Object position labeling entries:
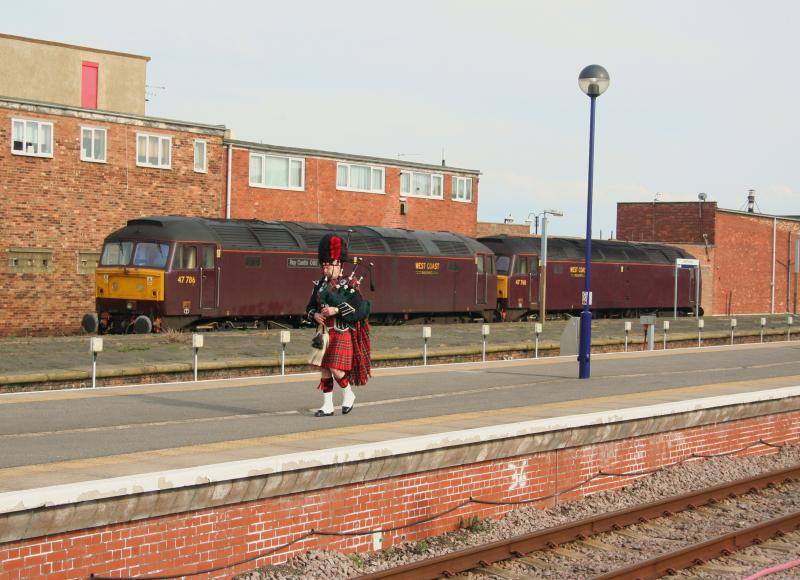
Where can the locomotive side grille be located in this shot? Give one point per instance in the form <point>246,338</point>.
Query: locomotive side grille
<point>364,244</point>
<point>404,246</point>
<point>274,238</point>
<point>450,248</point>
<point>234,235</point>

▶ **AIM**
Print the complete listing exactly, apart from any pictures.

▶ **FINAL ANSWER**
Where can the locomotive side grille be located in this shot? Give one point per instance in the form <point>246,338</point>.
Query: locomotive side grille
<point>364,244</point>
<point>404,246</point>
<point>274,238</point>
<point>450,248</point>
<point>234,235</point>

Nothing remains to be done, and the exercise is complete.